Image object location entries:
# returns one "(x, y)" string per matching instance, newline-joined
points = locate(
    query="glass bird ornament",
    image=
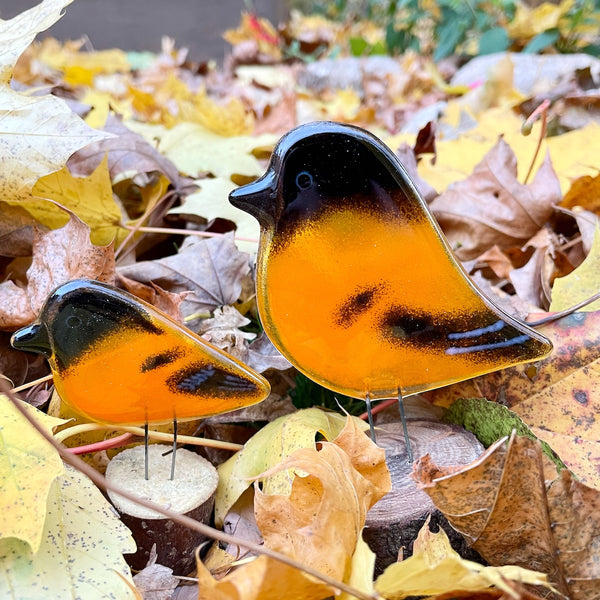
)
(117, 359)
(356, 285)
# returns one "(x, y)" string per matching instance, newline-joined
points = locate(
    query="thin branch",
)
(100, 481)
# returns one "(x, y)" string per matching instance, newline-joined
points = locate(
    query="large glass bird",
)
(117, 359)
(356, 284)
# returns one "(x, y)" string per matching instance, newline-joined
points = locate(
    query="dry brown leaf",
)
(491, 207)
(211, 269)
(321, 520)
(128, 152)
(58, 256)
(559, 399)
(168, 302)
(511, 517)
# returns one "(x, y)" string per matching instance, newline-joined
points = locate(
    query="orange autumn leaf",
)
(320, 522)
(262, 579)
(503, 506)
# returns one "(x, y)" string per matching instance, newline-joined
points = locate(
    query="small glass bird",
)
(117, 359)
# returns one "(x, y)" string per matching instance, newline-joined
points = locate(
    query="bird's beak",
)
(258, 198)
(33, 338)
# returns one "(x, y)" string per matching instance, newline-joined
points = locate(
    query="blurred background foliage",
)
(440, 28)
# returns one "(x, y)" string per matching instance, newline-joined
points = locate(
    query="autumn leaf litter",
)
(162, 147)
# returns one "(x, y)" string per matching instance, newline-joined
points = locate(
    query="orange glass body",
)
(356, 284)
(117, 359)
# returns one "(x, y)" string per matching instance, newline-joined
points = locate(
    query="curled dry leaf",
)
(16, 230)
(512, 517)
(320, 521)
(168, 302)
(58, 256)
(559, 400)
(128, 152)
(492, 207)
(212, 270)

---

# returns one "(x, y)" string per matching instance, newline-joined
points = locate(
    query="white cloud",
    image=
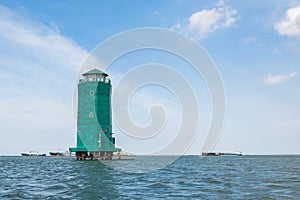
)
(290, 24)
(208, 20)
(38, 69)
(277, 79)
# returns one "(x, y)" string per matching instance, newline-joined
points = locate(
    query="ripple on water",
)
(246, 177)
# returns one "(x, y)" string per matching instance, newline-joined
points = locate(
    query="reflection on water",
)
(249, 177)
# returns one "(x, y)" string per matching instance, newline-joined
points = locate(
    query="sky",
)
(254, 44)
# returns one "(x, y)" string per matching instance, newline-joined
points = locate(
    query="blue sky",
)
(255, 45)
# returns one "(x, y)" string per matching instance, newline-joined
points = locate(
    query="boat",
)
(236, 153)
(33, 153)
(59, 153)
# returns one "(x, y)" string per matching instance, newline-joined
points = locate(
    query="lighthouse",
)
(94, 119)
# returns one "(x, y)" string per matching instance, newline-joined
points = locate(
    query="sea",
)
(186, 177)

* * *

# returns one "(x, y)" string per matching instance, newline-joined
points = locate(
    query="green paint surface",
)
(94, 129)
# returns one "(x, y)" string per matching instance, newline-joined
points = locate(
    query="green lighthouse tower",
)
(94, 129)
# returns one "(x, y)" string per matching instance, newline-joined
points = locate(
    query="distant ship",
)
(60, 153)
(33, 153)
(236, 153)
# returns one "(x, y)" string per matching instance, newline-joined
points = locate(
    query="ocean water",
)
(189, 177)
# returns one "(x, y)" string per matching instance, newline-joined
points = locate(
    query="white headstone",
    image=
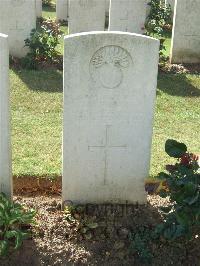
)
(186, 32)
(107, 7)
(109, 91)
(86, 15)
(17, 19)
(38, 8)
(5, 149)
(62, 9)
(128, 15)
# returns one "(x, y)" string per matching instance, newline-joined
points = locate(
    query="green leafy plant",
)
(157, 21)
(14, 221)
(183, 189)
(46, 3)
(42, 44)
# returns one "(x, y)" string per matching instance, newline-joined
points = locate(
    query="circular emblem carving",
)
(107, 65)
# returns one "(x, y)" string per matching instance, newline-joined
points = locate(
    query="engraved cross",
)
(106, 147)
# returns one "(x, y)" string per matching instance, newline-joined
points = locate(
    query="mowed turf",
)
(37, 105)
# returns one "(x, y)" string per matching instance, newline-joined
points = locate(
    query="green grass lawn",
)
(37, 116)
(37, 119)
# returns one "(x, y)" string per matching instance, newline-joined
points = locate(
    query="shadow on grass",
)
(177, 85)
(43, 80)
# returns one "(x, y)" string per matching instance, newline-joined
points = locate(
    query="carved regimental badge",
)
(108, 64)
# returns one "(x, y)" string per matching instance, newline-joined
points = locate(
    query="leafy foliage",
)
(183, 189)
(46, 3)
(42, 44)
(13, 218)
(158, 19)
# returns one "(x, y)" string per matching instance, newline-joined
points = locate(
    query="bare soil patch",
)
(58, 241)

What to work on
Find every line in the items that contains the string "lighthouse", and copy each of those lines. Matching is case-sensitive.

Worked solution
    query="lighthouse",
    query="green lighthouse tower",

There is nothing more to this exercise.